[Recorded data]
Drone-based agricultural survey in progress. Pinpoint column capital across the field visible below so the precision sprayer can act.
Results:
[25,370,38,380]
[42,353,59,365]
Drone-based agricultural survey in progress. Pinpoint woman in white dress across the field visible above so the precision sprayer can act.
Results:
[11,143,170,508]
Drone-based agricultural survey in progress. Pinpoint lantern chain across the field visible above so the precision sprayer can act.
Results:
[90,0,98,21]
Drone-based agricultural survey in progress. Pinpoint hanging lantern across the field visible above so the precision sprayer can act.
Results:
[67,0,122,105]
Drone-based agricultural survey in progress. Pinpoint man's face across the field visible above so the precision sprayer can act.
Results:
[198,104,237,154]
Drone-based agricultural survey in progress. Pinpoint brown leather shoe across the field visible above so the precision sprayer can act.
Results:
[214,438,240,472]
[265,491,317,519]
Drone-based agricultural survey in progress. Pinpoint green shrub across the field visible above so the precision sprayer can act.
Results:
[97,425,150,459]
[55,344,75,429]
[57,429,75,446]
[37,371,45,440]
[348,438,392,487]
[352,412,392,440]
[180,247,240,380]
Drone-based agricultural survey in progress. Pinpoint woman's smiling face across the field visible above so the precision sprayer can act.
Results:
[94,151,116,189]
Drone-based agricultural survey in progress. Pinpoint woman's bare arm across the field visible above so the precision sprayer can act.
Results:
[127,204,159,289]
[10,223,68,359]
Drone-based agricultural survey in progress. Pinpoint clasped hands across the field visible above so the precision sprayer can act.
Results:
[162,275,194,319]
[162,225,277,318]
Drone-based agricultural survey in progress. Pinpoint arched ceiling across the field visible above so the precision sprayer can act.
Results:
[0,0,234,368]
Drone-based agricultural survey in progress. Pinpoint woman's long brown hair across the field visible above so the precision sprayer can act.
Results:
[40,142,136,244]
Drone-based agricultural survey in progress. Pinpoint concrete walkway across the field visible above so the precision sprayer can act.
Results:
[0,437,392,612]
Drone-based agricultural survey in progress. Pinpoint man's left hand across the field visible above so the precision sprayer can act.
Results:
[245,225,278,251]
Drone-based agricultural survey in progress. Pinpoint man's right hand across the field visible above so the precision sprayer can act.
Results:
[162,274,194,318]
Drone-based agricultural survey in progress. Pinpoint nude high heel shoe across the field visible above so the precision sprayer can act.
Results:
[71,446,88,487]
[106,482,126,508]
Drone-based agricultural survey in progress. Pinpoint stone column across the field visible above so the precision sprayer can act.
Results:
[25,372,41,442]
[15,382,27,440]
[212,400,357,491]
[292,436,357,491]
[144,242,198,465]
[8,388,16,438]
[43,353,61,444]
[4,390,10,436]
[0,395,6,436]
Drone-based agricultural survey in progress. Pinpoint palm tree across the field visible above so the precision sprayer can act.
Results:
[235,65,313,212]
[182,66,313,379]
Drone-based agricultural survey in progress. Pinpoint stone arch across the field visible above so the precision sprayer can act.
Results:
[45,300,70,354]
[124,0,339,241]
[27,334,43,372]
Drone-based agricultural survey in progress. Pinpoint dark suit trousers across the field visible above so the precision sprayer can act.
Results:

### EXERCISE DETAILS
Can you output every line of the material above as a numbered list, leaving out any blank lines?

### RESPONSE TO THE EXERCISE
1. Drone-based agricultural survey in progress. Pinpoint column capital across the field visible below so the precision sprayer can act.
2. Results:
3. [25,370,38,380]
4. [42,353,59,365]
5. Drone-based agricultural survey in progress. Pinpoint woman in white dress across the field visible above so the precision sprayer can act.
6. Results:
7. [11,143,170,508]
8. Drone-based agricultural survey in progress. Pinpoint lantern chain across the field visible above so the precision sprayer can act.
9. Results:
10. [90,0,98,21]
11. Drone-based agricultural survey in progress. Pinpoint hanging lantern across the field visible above so the precision sprayer can act.
12. Results:
13. [67,0,122,105]
14. Drone-based agricultural survey in progress. Pinpoint man's face across the field visible above so the precision sprayer can act.
15. Results:
16. [198,104,237,154]
17. Drone-based agricultural survey in progress. Pinpoint brown leather shoe across the field visible above so the precision sprayer can act.
18. Results:
19. [214,438,240,472]
20. [265,491,317,519]
21. Drone-based agricultural survey in progress. Pinpoint green shrub across the field visible above so the precision sprayer can act.
22. Results:
23. [97,425,150,459]
24. [55,344,75,429]
25. [57,429,75,446]
26. [37,371,45,440]
27. [348,438,392,487]
28. [352,412,392,440]
29. [180,247,240,380]
30. Drone-based agricultural survey in progress. Pinpoint woman's smiling face across the field visible above so the precision sprayer can act.
31. Results:
32. [94,151,116,189]
33. Drone-based agricultural survey in progress. Pinpoint woman's bare arm across the field visible above so the precision sprayer can act.
34. Results:
35. [127,204,159,289]
36. [10,223,68,359]
37. Drone-based agricultural survey in progress. Pinpoint clasped hands across the field visible above so the precision sprayer can act.
38. Results:
39. [162,275,194,319]
40. [162,225,277,318]
41. Drone-based agricultural survey in progress. Pinpoint arched ceiling across the field visible above so the precision sprayer can act.
42. Results:
43. [0,0,234,368]
44. Drone-based agricultural survey in progress. Pinpoint woman's long brown hair across the field visible above so the precision sprayer can act.
45. Results:
46. [40,142,136,244]
47. Drone-based agricultural survey in progress. Pinpoint concrete walkway across the field visible above so the precision sprayer can act.
48. Results:
49. [0,437,392,612]
50. Drone-based agricultural survey in progress. Pinpoint man's left hand across the field visible above so the precision sprayer can act.
51. Results:
52. [245,225,278,251]
53. Drone-based agricultural survey in progress. Pinpoint man's right hand across the field visible above so the precision sprayer can act.
54. Results:
55. [162,274,194,318]
56. Drone-based agricultural survey in progress. Pinpoint nude high heel shoe across the field visible above so the precision sprayer can act.
57. Results:
58. [71,446,88,487]
59. [106,482,126,508]
60. Drone-based agricultural survey in progress. Pinpoint stone column across the field visible above so the precision sprayer can act.
61. Results:
62. [25,372,41,442]
63. [15,382,27,440]
64. [212,400,357,491]
65. [292,436,357,491]
66. [144,242,198,465]
67. [8,388,16,438]
68. [43,353,61,444]
69. [4,390,10,436]
70. [0,395,6,436]
71. Drone-based agricultural survey in progress. Pinpoint palm tree across the field visible above so the precision sprayer can act.
72. Results:
73. [235,65,313,212]
74. [182,66,313,379]
75. Drone-based agricultural survey in progress. Pinpoint stone arch across the field visible above so the precision sprayer can act.
76. Results:
77. [45,300,70,354]
78. [124,0,339,241]
79. [27,334,43,372]
80. Drone-based agricultural survey in progress. Pinpoint dark suit trousers across the field visible above so the precision sprayer can act.
81. Results:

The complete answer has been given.